Task requirements: Please pick out every line in the entries below that contains the word "rocky", and copy each one.

# start of Data

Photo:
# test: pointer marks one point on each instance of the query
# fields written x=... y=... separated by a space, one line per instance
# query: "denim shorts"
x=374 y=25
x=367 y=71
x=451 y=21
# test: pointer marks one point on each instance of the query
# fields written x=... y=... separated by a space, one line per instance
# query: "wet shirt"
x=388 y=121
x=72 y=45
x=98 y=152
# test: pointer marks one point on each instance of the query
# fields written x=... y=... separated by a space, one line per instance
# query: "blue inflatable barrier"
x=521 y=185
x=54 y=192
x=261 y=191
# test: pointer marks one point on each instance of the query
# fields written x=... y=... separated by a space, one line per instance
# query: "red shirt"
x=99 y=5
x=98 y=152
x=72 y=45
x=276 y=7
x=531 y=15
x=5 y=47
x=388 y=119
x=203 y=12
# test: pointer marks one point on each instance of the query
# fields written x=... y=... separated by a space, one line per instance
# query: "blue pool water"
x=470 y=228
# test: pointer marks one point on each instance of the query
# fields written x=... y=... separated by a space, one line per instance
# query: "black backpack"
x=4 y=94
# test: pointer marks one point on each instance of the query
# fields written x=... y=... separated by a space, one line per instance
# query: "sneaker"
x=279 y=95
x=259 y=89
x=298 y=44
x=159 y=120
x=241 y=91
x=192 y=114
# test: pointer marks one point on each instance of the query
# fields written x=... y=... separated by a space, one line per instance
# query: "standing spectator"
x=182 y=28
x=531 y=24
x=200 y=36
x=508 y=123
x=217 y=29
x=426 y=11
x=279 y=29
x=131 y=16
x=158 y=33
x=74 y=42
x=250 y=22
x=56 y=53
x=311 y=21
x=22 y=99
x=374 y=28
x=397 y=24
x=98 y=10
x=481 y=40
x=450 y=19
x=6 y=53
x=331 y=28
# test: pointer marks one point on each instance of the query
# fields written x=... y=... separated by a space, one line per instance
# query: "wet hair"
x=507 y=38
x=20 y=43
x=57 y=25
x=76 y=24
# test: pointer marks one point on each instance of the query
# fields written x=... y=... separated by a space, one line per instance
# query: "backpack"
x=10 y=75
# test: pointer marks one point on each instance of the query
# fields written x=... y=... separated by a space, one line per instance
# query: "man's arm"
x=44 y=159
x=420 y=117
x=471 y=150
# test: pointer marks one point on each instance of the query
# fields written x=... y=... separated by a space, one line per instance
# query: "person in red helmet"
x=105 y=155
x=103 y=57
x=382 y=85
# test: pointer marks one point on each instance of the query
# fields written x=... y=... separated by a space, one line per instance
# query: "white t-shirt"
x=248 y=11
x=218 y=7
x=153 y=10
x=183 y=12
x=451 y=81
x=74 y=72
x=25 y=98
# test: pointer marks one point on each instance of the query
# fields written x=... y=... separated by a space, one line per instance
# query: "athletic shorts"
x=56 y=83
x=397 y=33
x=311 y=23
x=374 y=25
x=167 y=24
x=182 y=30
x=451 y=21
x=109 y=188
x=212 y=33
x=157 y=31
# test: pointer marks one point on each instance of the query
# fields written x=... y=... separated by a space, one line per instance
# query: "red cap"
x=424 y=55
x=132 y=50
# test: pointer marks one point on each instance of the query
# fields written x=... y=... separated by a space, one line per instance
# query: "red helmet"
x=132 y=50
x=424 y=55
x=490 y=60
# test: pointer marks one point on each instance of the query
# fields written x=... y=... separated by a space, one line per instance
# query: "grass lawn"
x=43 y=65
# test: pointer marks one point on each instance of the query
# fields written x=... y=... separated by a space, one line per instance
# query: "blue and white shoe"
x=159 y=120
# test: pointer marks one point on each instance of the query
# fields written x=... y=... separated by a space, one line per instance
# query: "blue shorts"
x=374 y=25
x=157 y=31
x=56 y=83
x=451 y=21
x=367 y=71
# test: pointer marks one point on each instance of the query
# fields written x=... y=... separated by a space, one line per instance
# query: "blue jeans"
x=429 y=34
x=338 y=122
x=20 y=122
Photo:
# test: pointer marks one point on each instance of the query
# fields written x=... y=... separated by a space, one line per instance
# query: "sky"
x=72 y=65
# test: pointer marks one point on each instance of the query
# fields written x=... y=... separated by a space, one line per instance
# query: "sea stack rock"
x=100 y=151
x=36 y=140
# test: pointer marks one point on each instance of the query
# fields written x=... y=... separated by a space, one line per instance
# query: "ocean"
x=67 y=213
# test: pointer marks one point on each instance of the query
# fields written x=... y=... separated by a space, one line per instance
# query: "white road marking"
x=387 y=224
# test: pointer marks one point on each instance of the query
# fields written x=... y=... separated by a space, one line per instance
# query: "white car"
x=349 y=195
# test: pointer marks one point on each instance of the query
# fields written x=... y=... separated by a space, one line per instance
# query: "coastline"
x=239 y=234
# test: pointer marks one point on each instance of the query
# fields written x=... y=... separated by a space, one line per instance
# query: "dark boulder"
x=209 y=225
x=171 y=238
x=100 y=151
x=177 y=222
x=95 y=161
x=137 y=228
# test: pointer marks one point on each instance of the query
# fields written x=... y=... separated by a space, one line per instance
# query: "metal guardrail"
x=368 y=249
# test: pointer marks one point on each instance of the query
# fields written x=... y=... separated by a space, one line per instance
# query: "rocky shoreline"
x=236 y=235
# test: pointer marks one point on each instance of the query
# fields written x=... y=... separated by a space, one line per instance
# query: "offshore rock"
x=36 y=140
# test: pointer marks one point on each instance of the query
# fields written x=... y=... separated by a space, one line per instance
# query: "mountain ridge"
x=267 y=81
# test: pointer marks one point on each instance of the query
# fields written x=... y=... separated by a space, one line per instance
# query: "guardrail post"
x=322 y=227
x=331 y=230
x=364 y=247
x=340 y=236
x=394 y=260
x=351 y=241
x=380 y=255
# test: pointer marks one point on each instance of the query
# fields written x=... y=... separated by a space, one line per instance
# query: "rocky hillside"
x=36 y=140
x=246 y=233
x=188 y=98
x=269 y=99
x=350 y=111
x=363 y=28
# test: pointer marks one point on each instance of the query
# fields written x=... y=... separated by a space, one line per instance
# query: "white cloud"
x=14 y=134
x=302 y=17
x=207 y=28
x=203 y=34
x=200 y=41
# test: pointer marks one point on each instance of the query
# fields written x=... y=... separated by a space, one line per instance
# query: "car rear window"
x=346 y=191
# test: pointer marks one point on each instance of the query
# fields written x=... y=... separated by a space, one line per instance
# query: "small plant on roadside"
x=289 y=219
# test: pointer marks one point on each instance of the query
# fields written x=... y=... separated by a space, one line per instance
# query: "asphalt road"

# end of Data

Exercise result:
# query: "rocky shoreline"
# query: "rocky hillside"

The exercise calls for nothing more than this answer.